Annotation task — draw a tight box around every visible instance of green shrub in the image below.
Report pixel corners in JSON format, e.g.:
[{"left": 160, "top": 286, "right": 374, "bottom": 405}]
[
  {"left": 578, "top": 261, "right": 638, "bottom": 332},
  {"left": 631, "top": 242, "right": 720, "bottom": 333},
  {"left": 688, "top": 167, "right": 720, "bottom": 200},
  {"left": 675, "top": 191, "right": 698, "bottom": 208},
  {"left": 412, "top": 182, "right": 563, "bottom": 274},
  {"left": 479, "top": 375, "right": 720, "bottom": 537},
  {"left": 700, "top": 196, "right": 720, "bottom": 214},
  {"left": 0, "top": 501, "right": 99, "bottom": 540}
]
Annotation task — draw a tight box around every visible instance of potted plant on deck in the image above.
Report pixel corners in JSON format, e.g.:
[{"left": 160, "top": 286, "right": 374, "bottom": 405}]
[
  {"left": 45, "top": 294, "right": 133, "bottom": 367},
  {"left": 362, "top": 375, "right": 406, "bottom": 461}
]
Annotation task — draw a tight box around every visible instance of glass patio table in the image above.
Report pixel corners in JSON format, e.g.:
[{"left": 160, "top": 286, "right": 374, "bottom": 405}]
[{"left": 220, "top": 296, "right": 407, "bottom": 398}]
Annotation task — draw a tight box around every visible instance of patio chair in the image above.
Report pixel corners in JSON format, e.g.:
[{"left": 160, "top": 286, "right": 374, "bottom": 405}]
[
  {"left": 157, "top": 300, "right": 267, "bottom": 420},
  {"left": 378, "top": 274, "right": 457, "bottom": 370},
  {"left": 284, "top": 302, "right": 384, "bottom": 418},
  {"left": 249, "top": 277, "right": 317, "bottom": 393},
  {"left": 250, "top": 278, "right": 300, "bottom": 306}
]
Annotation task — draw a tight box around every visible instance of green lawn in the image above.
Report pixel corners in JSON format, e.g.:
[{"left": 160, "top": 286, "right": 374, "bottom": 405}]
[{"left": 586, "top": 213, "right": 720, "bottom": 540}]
-----
* _YOUR TASK_:
Print every one of the rows above again, unchanged, character for character.

* _EXERCISE ANSWER_:
Annotation task — draw a tight box around every visible instance of green shrub in the image below.
Report pixel corners in JSON format, e.g.:
[{"left": 160, "top": 286, "right": 374, "bottom": 405}]
[
  {"left": 578, "top": 261, "right": 638, "bottom": 332},
  {"left": 631, "top": 242, "right": 720, "bottom": 333},
  {"left": 688, "top": 167, "right": 720, "bottom": 200},
  {"left": 675, "top": 191, "right": 698, "bottom": 208},
  {"left": 412, "top": 182, "right": 563, "bottom": 274},
  {"left": 479, "top": 375, "right": 720, "bottom": 537},
  {"left": 700, "top": 196, "right": 720, "bottom": 214},
  {"left": 0, "top": 501, "right": 99, "bottom": 540}
]
Annotation task — draw a tight box around every visible instance of potted plant on deck in the image above.
Report pixel corners in JSON format, e.g.:
[{"left": 160, "top": 286, "right": 374, "bottom": 405}]
[
  {"left": 45, "top": 294, "right": 133, "bottom": 367},
  {"left": 362, "top": 375, "right": 406, "bottom": 461}
]
Annotation task — draw a tight box around every visible instance of glass patio table in the image above.
Report pixel corners in JSON format, e.g.:
[{"left": 160, "top": 286, "right": 374, "bottom": 405}]
[{"left": 220, "top": 296, "right": 407, "bottom": 398}]
Annotation task — draw a tight box around every visible instance of patio chair in the image above.
Report pixel corners in JSON format, e.g.:
[{"left": 160, "top": 286, "right": 374, "bottom": 405}]
[
  {"left": 157, "top": 300, "right": 267, "bottom": 420},
  {"left": 378, "top": 274, "right": 457, "bottom": 370},
  {"left": 284, "top": 302, "right": 384, "bottom": 418},
  {"left": 249, "top": 277, "right": 317, "bottom": 393},
  {"left": 250, "top": 278, "right": 300, "bottom": 306}
]
Annotation task — draw a tight box around every visible instance of green lawn in the image above.
Report pixel corners in JSON format, e.g.:
[{"left": 160, "top": 286, "right": 374, "bottom": 405}]
[{"left": 586, "top": 213, "right": 720, "bottom": 540}]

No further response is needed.